Stored items:
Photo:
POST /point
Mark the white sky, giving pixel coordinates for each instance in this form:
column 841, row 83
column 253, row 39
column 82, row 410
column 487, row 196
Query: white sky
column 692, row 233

Your objective: Rewrite the lines above as a numbered list, leaving out any blank lines.

Answer for the task:
1. Photo:
2. POST /point
3. Mark the white sky, giving pixel coordinates for each instance in this form:
4. column 841, row 83
5. column 253, row 39
6. column 82, row 410
7. column 487, row 196
8. Query: white sky
9. column 692, row 233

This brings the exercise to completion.